# My Comparison Of Hoyt Fred Eichler Buffalo and Martin Diablo Recurve Bows



## Golfbuddy45 (Jun 23, 2010)

I have read many people asking for advice on which recurve bow to buy and often the Buffalo or Diablo comes up with varying opinions. I have several Hoyt's and Martin/Damon Howatt bows and love them all. The Buffalo and Diablo are my only takedown bows except for my ILF Win & Win target bow. COST of the bows is often an issue as the Buffalo now retails for over $700 while the Martin Diablo is retailing for around $250. As is often the case people seem to have a favorite brand and they will offer praise for that brand while giving less favorable statements on the opposing brand without even having owned one or shooting it. So I decided to do a comparison of my bows the Hoyt Fred Eichler Buffalo and the Martin Diablo recurve bows. I took both of my bows to NC HUNTER SUPPLY indoor range today here in Raleigh and used their archery chronograph system to compare arrow speed. 

Martin Diablo on top and Hoyt Buffalo on the bottom.







The Hoyt Buffalo weighs 3.2 pounds while the Martin Diablo weighs 2.7 pounds but you would think the reverse when you look at the two risers.

Closeup of the Martin Diablo Riser with the NAP 360 QUICKTUNE REST. You can also see the rubber components that are part of the Martin VIBRATION ESCAPE SYSTEM.








Closeup of the Hoyt Buffalo Riser with the rounded rest. The side plate is not worn - that is actually a lighter color fur that looks like there is nothing there.








The plastic rest that ships with the Diablo - the only thing I would recommend replacing as the bow comes from the factory.








Both bows are 62 inches and 45 pounds @ 28 inch draw with Fast Flight strings. I checked each one with a bow scale to verify they are actually the same draw weight. Both bows are at the same brace height as well. For my comparison test I used Easton Carbon Raider 55-70 arrows with 100 grain field tips and 4 inch vinyl fletches. I can't say the total weight of the arrows as I do not have a scale for that purpose but all 12 arrows are identical. The only difference in the 6 arrows I shot on the Martin Diablo had the nocks rotated 45 degrees due to the NAP 360 QUICKTUNE REST I added to replace the stock arrow rest that comes with the Diablo. The stock rest is a rather inexpensive plastic centerest and I had a lot of difficulty keeping the arrows on the rest when at full draw. The arrows kept pushing to the right and jumping over the very small side plate of the rest. The NAP 360 QUICKTUNE holds the arrows in place very nicely and the Hoyt Buffalo has a very well rounded rest that provides minimal arrow contact. The Hoyt Buffalo uses a standard traditional recurve rest and does not have any threading for a sight while the Martin Diablo does have the feature of the threaded riser for sights and optional rests.

☆ ☆ ☆ ☆ ☆

To be done:
1: Answer these questions from the recurve bow comparison:
(a) How much does each of the two bows weigh?
(b) What arrows, tips and fletches were used for the test?
(c) At what range and in what city was the test done?
2: Name every takedown bow that the writer of the recurve bow comparison says they own.
3: Pick up the recurve bow comparison after its last sentence and write the next part.
The items that come after this text aren't needed.

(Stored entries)

☆ ☆ ☆ ☆ ☆

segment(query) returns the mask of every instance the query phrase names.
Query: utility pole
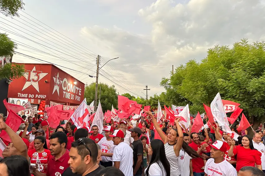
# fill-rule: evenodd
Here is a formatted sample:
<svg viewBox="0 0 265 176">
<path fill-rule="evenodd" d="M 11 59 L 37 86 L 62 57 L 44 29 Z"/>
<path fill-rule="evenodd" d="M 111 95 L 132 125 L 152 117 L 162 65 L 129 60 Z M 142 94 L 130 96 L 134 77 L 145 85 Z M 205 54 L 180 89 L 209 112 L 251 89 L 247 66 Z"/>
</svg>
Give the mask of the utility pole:
<svg viewBox="0 0 265 176">
<path fill-rule="evenodd" d="M 98 104 L 98 71 L 99 70 L 99 55 L 98 55 L 97 58 L 97 73 L 96 75 L 96 90 L 95 92 L 95 99 L 94 100 L 94 111 L 97 111 Z"/>
<path fill-rule="evenodd" d="M 150 89 L 148 89 L 148 86 L 147 85 L 146 86 L 146 89 L 145 89 L 144 90 L 146 90 L 146 106 L 147 106 L 147 100 L 148 100 L 148 96 L 147 96 L 147 90 L 150 90 Z"/>
</svg>

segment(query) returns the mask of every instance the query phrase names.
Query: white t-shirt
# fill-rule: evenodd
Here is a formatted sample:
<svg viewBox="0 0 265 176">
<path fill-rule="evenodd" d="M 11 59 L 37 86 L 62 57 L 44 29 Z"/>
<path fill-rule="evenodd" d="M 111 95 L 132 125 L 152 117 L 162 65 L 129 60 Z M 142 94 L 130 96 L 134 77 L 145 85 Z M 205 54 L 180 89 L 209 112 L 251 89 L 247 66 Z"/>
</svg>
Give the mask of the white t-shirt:
<svg viewBox="0 0 265 176">
<path fill-rule="evenodd" d="M 261 167 L 262 170 L 265 170 L 265 145 L 261 142 L 258 144 L 252 140 L 254 148 L 261 153 Z"/>
<path fill-rule="evenodd" d="M 29 143 L 30 143 L 33 140 L 35 139 L 35 135 L 31 133 L 29 134 Z"/>
<path fill-rule="evenodd" d="M 166 170 L 165 170 L 165 168 L 160 161 L 159 162 L 162 168 L 162 169 L 158 163 L 155 162 L 152 164 L 150 166 L 149 170 L 148 170 L 149 176 L 166 176 Z M 147 169 L 147 168 L 145 170 L 145 174 Z"/>
<path fill-rule="evenodd" d="M 178 157 L 178 166 L 180 175 L 189 175 L 189 162 L 192 159 L 181 149 L 180 151 L 180 155 Z"/>
<path fill-rule="evenodd" d="M 237 170 L 231 164 L 224 159 L 218 164 L 215 163 L 213 158 L 208 160 L 205 164 L 204 172 L 207 175 L 215 176 L 237 176 Z"/>
<path fill-rule="evenodd" d="M 136 123 L 137 123 L 137 121 L 136 120 L 135 120 L 133 119 L 132 120 L 131 122 L 132 122 L 132 125 L 134 128 L 136 127 Z"/>
<path fill-rule="evenodd" d="M 129 145 L 129 146 L 133 142 L 134 140 L 131 136 L 131 132 L 126 130 L 126 136 L 124 138 L 124 142 Z"/>
<path fill-rule="evenodd" d="M 121 142 L 117 145 L 113 151 L 112 161 L 120 161 L 119 170 L 125 176 L 133 176 L 133 151 L 130 146 L 125 142 Z"/>
<path fill-rule="evenodd" d="M 116 146 L 113 144 L 113 141 L 112 140 L 108 140 L 106 137 L 101 139 L 98 144 L 100 146 L 101 152 L 105 153 L 113 153 L 114 148 Z M 102 156 L 101 157 L 101 158 L 102 159 L 102 162 L 112 161 L 112 157 Z"/>
</svg>

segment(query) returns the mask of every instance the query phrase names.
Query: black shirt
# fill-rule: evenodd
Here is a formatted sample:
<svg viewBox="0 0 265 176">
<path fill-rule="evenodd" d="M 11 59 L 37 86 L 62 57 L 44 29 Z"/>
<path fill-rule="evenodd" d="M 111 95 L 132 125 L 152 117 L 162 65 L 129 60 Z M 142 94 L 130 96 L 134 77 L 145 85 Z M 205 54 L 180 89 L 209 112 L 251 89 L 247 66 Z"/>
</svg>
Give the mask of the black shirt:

☆ ☆ ☆ ☆ ☆

Answers for the exercise:
1:
(a) The Hoyt Buffalo weighs 3.2 pounds and the Martin Diablo weighs 2.7 pounds.
(b) Easton Carbon Raider 55-70 arrows with 100 grain field tips and 4 inch vinyl fletches.
(c) The NC Hunter Supply indoor range in Raleigh.

2:
Hoyt Fred Eichler Buffalo
Martin Diablo
ILF Win & Win target bow

3:
In order to ensure the closest possible test shots I did not use my finger tabs but instead used a string release that is designed to shoot off the string not a loop. I also used great care in the hand position locking my thumb behind my jaw every time. I fired 6 arrows through the chronograph for each bow and I repeated this twice on each bow. The speed range for the the Diablo was between 160-166 fps. The speed range for the Buffalo was 162 - 167 fps. Very little difference between the two bows averaging 163 and 164. 

Arrow flight was very similar between both bows. I did not pay specific attention to accuracy as I was concentrating more on my shooting hand position and getting the arrows through the center of the chronograph. I can say that when I shoot both bows in my backyard 30 yard range my accuracy is the same with either bow. 

While the vibration of every shot was very nice on both bows I have to say that all 5 people who were in the area of my test immediately noticed that the Martin Diablo was not nearly as quiet as the Hoyt Buffalo. In all fairness I do have to say that the Martin had a non-standard rest in that I replaced the original rest with the NAP 360 QUICKTUNE so it was not easy to determine if the extra sound was coming from the new rest or not. 

All in all I would say for the cost of $250 the Martin Diablo is a very respectable recurve bow. However, if you want true traditional shooting experience of a top quality recurve bow it is hard to say anything negative about the Hoyt Fred Eichler Buffalo. 

First chance I get I will take off the NAP rest and put the original rest on the Diablo and shoot some more arrows to see if the additional sound was being produced by the rest of just the bow itself.

Hope you enjoyed this non-scientific amateur comparison test and maybe it might help someone make a decision one way or the other on which bow to buy.









GB45


----------



## rattus58 (Jul 9, 2007)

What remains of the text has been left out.